ABOUT THIS EXERCISE >>
Should the word "well" occur in a line of the records, copy that line.
*** MATERIAL TO PROCESS ***
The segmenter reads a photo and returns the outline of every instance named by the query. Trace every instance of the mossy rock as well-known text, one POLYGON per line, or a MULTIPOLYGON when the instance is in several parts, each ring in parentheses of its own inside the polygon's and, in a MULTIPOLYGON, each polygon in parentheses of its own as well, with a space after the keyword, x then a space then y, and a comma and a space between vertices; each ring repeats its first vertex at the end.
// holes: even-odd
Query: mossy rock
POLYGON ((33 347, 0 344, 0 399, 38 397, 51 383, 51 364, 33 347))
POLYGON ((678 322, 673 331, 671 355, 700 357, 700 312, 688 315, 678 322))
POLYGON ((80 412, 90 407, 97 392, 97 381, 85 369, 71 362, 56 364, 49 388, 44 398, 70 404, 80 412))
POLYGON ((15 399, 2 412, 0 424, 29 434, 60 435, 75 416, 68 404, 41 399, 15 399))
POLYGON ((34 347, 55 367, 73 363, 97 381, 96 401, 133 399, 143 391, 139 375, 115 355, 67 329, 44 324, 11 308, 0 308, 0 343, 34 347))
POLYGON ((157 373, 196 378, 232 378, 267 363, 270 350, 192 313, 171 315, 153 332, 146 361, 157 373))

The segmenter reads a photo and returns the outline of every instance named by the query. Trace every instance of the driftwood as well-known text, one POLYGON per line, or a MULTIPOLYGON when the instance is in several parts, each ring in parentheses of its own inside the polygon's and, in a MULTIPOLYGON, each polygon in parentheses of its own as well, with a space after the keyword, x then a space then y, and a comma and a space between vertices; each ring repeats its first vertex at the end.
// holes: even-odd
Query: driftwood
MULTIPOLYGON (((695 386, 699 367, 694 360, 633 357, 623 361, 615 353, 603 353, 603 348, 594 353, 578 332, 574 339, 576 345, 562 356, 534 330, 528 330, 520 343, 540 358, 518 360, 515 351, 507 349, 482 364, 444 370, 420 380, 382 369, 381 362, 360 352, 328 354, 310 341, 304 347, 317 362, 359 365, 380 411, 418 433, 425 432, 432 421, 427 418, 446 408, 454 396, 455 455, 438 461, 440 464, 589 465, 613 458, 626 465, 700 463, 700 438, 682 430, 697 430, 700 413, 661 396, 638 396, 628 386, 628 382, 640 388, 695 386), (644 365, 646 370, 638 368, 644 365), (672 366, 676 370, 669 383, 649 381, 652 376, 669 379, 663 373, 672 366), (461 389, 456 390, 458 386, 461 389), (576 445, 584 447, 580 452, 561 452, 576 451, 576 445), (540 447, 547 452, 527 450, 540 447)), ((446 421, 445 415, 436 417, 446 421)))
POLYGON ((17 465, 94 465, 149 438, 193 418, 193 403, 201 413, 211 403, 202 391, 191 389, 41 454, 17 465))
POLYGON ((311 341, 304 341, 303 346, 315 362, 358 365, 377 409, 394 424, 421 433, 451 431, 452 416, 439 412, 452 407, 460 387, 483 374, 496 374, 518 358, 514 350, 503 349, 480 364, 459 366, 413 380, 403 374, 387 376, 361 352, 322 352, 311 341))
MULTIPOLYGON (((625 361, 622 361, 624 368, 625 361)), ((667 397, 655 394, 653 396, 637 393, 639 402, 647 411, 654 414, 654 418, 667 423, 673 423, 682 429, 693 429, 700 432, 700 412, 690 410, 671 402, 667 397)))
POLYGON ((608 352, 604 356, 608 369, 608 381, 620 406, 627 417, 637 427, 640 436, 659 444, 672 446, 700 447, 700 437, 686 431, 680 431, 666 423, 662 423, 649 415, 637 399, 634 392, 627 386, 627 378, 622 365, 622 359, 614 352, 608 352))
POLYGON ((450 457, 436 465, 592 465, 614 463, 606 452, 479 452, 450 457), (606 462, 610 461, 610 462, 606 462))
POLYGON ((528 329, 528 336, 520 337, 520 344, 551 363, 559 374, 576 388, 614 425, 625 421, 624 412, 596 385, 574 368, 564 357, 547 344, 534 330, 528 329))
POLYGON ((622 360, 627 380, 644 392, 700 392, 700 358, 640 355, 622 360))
***
WORKED SOLUTION >>
The segmenter reads a photo and returns the outline of every instance named by the query. Trace every instance of the mossy rock as well-known text, one POLYGON per line, or a MULTIPOLYGON when the instance is in several parts, each ring in parentheses of its own inside the polygon's and, in a MULTIPOLYGON, each polygon in parentheses of its own as well, with a space after the keyword, x then a space then y, and a comma and a space between vertices; each ring repeats its first vertex at the end.
The segmenter reads a photo and returns the outline of every instance named by the query. Trace every instance of the driftwood as well-known text, one POLYGON per line, or a MULTIPOLYGON when the instance is in several parts, each ring in parentheses of its own inside the polygon's and, in a MULTIPOLYGON, each polygon in parentheses of its own as well, with a space after the keyword, x then a space then y, and a comma and a space between vertices; each ring repeats its first vertex at the end.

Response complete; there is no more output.